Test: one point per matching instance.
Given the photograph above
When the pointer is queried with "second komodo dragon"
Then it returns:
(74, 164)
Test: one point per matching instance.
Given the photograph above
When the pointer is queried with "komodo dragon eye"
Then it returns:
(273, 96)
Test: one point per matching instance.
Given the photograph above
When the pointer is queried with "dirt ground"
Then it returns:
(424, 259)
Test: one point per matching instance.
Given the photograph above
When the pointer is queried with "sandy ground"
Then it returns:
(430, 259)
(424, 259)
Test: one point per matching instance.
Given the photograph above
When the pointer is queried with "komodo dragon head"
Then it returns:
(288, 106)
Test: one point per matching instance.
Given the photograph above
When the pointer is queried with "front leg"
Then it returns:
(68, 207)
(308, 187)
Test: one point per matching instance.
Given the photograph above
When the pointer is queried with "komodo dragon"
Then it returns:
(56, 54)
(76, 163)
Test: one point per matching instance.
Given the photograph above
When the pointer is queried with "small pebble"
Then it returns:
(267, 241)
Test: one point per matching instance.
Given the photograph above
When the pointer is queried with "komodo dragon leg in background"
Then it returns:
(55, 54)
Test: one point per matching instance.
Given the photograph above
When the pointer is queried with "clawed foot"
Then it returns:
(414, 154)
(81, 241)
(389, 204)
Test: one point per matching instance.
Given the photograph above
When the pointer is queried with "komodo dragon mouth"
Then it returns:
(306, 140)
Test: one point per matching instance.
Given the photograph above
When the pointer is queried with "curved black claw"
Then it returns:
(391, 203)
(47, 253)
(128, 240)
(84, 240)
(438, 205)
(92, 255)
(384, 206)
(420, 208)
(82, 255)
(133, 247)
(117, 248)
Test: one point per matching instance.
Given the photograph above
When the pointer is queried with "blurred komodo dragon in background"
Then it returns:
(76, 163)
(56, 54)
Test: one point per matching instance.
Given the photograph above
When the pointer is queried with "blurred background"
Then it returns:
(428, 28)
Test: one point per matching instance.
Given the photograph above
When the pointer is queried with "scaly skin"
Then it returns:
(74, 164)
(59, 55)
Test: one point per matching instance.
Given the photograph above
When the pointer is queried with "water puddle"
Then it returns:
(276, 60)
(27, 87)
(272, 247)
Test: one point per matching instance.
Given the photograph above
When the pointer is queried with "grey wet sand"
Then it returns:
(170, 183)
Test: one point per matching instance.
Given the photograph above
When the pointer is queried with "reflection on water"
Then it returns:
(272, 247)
+++
Locate every line in the rows above that contains the word "blurred" and copy each of those lines. Case counts.

REPLY.
When the pointer is queried with "blurred komodo dragon in background"
When the pointer is queried with "blurred background"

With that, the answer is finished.